§ Consigne A:
Mettez dans un tableau Markdown les lignes des enregistrements, en partant de la ligne qui contient « the distant hill. » et en terminant par celle qui contient « 262,171,345,178 », toutes deux comprises. Utilisez deux colonnes, Numéro et Ligne, et laissez de côté les lignes vides.

§ Texte extrait:
«Sur le Sponsoring, le DFAE respecte son devoir de diligence»

Présence Suisse (PRS) a été chargé de réviser la politique de sponsoring du DFAE. Celle-ci découle directement de la nouvelle stratégie de communication internationale du département et détermine les critères applicables lors des futurs partenariats de sponsoring privés avec sa centrale et ses représentations à l’étranger. Quelles sont les nouveautés apportées au manuel de sponsoring de PRS ? Son directeur Nicolas Bideau répond.

Portrait de Nicolas Bideau lors d’un discours.

Directeur de Présence Suisse, Nicolas Bideau a été chargé, en 2019, de réviser les ligne directrices de la nouvelle Sponsoring Policy du DFAE. © Keystone

Les nouveaux critères ne modifient, en substance, pas les principes de base du manuel de sponsoring; le DFAE peut toujours compter sur des sponsors privés pour ses représentations à l’international. Pourquoi les partenariats de sponsoring privé sont-ils si souhaités ?

Nous essayons d’avoir une collaboration fructueuse entre la Confédération et l’économie privée. La Suisse profite d’une longue expérience en la matière. La Confédération a besoin, la plupart du temps, du secteur économique avec lequel un transfert d’image est possible. Les entreprises ont ainsi l’occasion de s’associer aux valeurs de notre pays, à la marque Suisse. La Confédération, pour sa part, s’enquiert de sa bonne image, laquelle représente un important facteur de succès et une valeur ajoutée. Pour la Confédération, elle représente une chance de sauvegarder ses propres intérêts et a une influence sur sa prospérité.

§ Consigne B:
Répondez à ces questions sur l'entretien consacré à la politique de sponsoring du DFAE :
(i) Qui a été chargé de réviser la politique de sponsoring du DFAE ?
(ii) En quelle année Nicolas Bideau a-t-il reçu cette mission ?
(iii) Selon Nicolas Bideau, à quoi les entreprises ont-elles l'occasion de s'associer ?

§ Données affichées:
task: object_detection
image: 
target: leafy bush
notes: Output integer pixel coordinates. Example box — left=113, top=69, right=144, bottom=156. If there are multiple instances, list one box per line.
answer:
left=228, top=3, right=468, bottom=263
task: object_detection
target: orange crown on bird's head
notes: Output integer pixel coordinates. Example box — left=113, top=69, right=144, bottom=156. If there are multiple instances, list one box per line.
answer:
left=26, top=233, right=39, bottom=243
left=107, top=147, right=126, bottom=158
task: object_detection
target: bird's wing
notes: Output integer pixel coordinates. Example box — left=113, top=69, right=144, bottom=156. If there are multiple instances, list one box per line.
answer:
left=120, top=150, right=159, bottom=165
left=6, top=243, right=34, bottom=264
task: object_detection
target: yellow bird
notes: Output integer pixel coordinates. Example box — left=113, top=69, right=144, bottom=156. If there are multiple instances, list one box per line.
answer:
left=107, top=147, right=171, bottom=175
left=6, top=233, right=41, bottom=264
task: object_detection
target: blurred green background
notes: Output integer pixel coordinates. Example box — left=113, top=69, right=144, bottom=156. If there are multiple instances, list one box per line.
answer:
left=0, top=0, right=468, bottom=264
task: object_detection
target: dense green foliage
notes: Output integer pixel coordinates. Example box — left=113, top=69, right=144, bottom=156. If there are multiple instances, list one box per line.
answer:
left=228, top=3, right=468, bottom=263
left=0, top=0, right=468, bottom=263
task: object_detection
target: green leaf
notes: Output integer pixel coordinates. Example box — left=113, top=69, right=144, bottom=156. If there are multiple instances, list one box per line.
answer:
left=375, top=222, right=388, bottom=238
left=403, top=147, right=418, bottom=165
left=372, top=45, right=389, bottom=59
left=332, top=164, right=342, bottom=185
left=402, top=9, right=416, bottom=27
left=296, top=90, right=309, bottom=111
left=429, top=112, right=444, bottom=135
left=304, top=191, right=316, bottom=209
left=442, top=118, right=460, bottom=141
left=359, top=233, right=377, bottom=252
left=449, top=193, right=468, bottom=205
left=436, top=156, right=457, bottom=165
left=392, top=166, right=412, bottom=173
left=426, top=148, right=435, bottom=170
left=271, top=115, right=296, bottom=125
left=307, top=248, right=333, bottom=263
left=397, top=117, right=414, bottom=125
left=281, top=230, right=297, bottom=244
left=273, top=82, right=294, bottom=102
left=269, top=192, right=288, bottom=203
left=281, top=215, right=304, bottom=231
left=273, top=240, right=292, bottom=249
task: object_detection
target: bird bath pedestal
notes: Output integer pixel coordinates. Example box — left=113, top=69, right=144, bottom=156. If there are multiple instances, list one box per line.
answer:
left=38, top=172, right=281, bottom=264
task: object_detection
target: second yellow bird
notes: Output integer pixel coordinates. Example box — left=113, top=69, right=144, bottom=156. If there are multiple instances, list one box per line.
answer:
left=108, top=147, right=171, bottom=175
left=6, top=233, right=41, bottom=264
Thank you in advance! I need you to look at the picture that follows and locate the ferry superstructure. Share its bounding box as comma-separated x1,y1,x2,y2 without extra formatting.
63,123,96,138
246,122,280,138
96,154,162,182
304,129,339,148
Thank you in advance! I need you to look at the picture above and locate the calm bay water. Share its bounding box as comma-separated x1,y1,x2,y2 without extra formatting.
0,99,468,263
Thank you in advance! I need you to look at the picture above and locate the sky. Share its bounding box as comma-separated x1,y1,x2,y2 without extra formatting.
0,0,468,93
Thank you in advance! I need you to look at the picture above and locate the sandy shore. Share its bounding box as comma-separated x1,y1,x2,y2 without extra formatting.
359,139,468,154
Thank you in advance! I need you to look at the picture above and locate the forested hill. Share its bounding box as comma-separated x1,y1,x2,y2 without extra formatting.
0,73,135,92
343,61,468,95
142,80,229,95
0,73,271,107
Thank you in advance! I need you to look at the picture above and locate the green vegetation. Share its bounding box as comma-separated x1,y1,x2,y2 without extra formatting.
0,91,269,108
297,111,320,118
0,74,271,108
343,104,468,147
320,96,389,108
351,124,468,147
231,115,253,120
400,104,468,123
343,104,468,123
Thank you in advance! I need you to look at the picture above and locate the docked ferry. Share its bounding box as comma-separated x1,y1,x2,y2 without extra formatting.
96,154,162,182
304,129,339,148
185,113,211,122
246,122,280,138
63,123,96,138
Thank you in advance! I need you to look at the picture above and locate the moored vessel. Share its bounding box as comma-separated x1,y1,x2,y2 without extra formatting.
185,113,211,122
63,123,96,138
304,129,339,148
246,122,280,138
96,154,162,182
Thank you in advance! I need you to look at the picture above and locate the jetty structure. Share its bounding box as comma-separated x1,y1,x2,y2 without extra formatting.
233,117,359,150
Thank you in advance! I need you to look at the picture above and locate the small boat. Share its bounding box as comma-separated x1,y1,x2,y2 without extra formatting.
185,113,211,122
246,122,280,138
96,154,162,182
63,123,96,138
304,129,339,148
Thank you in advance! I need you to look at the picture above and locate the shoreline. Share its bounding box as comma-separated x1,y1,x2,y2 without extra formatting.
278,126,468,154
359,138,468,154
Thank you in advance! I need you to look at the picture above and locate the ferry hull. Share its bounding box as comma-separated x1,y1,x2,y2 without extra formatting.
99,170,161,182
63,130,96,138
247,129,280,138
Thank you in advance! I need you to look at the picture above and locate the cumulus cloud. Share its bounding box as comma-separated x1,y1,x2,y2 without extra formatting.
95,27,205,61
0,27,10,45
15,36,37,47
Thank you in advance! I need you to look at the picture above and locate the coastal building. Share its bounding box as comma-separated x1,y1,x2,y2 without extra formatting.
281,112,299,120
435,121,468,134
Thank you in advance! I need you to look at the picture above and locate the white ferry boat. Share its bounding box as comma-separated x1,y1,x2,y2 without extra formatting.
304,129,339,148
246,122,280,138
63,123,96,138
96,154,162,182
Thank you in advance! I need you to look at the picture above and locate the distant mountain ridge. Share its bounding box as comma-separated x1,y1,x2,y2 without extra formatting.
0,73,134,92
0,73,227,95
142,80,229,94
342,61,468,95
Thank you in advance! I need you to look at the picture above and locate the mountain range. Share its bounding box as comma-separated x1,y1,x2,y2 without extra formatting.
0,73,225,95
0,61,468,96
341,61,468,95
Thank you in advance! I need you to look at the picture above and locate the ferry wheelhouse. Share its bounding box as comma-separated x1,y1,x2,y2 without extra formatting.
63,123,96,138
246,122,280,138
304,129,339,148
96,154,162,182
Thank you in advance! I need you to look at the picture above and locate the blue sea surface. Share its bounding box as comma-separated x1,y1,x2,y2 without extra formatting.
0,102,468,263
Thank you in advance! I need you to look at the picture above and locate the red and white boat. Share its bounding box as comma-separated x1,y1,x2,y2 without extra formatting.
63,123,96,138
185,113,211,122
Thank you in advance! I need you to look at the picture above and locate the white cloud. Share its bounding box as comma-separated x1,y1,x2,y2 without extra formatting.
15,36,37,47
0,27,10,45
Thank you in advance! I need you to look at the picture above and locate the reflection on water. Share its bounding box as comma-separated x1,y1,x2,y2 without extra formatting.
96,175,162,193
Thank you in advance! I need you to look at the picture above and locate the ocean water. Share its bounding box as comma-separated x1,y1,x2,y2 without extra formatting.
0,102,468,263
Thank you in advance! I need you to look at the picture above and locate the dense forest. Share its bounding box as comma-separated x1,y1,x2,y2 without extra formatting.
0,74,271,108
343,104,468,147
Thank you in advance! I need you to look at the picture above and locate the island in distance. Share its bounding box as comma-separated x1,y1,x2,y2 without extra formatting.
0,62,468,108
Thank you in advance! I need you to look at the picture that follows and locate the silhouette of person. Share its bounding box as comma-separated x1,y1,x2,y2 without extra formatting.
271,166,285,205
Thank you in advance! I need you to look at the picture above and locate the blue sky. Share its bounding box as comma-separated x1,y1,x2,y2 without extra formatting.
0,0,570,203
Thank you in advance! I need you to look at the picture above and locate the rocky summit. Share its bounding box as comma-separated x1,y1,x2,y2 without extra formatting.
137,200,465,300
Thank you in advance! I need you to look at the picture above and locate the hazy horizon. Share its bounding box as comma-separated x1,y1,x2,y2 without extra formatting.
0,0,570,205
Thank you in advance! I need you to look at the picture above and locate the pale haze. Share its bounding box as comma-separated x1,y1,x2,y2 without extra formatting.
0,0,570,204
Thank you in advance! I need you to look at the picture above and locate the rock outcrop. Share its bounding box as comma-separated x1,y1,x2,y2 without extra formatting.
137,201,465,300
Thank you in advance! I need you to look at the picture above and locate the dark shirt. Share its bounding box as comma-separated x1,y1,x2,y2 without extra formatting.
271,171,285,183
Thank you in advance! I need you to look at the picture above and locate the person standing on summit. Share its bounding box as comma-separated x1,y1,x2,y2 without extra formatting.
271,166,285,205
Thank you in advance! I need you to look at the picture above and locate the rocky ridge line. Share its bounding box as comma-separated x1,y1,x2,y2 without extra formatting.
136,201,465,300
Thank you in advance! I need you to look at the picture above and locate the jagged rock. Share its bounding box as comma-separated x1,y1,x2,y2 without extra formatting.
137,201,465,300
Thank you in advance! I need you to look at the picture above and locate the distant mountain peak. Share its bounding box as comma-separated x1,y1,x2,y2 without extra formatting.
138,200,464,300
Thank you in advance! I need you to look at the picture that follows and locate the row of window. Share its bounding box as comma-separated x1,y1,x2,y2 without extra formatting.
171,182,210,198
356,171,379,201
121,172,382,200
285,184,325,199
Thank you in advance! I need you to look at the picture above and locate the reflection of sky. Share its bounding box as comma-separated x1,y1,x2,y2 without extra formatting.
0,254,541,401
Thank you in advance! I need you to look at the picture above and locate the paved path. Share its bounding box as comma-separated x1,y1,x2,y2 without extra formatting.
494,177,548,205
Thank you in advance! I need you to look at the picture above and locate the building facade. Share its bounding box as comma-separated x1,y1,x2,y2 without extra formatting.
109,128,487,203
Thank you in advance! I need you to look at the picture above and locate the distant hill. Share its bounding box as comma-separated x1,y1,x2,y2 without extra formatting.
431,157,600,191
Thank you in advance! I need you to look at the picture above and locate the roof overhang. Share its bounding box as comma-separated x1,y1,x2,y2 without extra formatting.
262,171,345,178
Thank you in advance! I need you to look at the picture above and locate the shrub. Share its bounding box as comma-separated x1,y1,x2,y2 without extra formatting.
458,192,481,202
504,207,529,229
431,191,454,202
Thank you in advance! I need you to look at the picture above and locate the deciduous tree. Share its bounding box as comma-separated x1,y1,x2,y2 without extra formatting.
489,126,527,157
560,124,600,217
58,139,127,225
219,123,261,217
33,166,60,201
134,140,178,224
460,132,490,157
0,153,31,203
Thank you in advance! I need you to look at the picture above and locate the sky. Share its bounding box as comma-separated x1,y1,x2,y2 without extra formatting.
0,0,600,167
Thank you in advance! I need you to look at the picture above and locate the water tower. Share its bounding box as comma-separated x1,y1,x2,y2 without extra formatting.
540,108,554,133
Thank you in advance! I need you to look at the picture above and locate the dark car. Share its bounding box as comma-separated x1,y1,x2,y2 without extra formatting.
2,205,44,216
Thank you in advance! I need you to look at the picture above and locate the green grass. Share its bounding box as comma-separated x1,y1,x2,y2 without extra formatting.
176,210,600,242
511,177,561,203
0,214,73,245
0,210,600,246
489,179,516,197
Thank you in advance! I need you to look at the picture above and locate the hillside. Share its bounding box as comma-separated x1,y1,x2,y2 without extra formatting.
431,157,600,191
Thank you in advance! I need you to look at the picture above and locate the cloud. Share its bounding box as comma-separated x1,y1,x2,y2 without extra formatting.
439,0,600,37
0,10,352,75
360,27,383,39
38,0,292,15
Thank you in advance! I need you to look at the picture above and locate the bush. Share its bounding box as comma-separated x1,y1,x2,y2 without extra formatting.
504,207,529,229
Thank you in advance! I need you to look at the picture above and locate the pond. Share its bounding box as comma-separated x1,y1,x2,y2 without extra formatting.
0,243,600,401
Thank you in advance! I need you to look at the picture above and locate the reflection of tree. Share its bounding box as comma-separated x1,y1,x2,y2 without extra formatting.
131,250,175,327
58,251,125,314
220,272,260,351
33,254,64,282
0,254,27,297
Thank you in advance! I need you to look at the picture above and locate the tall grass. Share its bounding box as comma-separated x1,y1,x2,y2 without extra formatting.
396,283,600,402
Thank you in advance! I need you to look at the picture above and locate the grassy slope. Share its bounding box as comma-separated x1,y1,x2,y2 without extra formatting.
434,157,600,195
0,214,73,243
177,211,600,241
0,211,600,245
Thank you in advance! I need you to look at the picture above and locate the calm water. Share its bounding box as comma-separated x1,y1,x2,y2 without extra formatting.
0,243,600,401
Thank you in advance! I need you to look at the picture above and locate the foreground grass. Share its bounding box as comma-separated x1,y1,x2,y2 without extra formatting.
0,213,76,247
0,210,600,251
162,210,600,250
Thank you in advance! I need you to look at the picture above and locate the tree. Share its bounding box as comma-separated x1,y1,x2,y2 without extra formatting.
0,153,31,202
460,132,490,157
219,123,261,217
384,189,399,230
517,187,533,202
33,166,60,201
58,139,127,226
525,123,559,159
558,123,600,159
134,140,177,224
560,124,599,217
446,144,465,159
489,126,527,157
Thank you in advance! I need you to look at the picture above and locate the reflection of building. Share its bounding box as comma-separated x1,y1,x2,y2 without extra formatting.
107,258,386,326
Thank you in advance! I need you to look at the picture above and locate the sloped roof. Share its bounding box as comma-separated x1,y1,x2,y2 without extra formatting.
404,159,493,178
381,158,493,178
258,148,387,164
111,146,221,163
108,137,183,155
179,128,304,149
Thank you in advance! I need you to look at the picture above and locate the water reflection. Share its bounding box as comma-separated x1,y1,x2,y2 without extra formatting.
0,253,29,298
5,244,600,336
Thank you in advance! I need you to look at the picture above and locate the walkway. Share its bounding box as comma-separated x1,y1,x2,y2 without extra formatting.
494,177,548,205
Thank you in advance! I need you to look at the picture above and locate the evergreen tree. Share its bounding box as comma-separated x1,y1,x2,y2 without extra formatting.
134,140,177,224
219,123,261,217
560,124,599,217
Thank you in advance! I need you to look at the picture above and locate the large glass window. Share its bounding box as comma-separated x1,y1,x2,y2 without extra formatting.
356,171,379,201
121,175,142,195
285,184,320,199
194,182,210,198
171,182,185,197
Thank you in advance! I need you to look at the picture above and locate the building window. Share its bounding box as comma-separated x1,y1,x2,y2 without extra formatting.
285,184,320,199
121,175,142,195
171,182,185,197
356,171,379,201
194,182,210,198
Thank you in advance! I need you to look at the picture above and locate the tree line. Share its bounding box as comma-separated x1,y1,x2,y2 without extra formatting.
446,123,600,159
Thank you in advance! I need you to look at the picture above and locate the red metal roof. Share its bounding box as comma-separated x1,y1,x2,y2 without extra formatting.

§ Réponse attendue A:
| Numéro | Ligne |
|---|---|
| 1 | Thank you in advance! I need you to look at the picture above and locate the distant hill. Share its bounding box as comma-separated x1,y1,x2,y2 without extra formatting. |
| 2 | 431,157,600,191 |
| 3 | Thank you in advance! I need you to look at the picture above and locate the roof overhang. Share its bounding box as comma-separated x1,y1,x2,y2 without extra formatting. |
| 4 | 262,171,345,178 |

§ Réponse attendue B:
(i) Présence Suisse (PRS).
(ii) En 2019.
(iii) Aux valeurs de la Suisse, à la marque Suisse.